━━ SUPPLIED MATERIAL

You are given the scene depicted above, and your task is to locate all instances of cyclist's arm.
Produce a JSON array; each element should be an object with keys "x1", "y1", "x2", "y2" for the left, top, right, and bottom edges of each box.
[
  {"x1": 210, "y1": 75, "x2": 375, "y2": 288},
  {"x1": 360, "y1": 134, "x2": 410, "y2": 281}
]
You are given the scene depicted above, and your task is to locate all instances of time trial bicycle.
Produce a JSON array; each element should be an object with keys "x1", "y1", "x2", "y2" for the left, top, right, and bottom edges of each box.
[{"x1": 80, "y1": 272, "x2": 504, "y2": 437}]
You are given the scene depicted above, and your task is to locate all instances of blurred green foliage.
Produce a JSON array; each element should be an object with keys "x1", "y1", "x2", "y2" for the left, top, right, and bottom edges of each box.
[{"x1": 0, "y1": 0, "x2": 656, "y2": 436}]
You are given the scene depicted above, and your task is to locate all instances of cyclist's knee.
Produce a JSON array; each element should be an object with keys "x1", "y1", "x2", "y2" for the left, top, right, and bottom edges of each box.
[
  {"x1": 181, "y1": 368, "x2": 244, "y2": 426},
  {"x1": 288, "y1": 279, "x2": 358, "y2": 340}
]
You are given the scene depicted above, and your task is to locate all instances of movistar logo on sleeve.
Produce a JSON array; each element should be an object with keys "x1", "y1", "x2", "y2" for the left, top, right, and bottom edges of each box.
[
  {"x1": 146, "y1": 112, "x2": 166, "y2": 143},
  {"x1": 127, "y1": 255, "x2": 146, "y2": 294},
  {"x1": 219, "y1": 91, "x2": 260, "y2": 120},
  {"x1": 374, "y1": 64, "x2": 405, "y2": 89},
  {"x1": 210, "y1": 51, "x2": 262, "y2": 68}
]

━━━━

Reproduce the data above word for word, starting at the line that contains "logo on sleeve." and continuing through the final line of the data.

_THE ANSWER_.
You are given the scene depicted above, and your task is to locate all instances of movistar logo on sleeve.
Produce a JSON array; each element should be an object with keys "x1", "y1", "x2", "y2" for the left, top, right, and bottom edges of each box.
[
  {"x1": 146, "y1": 112, "x2": 166, "y2": 143},
  {"x1": 127, "y1": 255, "x2": 146, "y2": 294},
  {"x1": 219, "y1": 91, "x2": 260, "y2": 120},
  {"x1": 374, "y1": 64, "x2": 405, "y2": 89},
  {"x1": 210, "y1": 51, "x2": 262, "y2": 68}
]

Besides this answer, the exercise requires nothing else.